Problem: Begin with the line that has "Every instance of the fish caudal". Give it and every line after it again, exactly, through the end of the entries below.

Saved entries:
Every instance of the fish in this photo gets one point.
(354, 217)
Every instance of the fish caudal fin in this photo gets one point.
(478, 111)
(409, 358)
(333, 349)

Task answer:
Every instance of the fish caudal fin in this photo gets one point.
(478, 111)
(409, 358)
(333, 349)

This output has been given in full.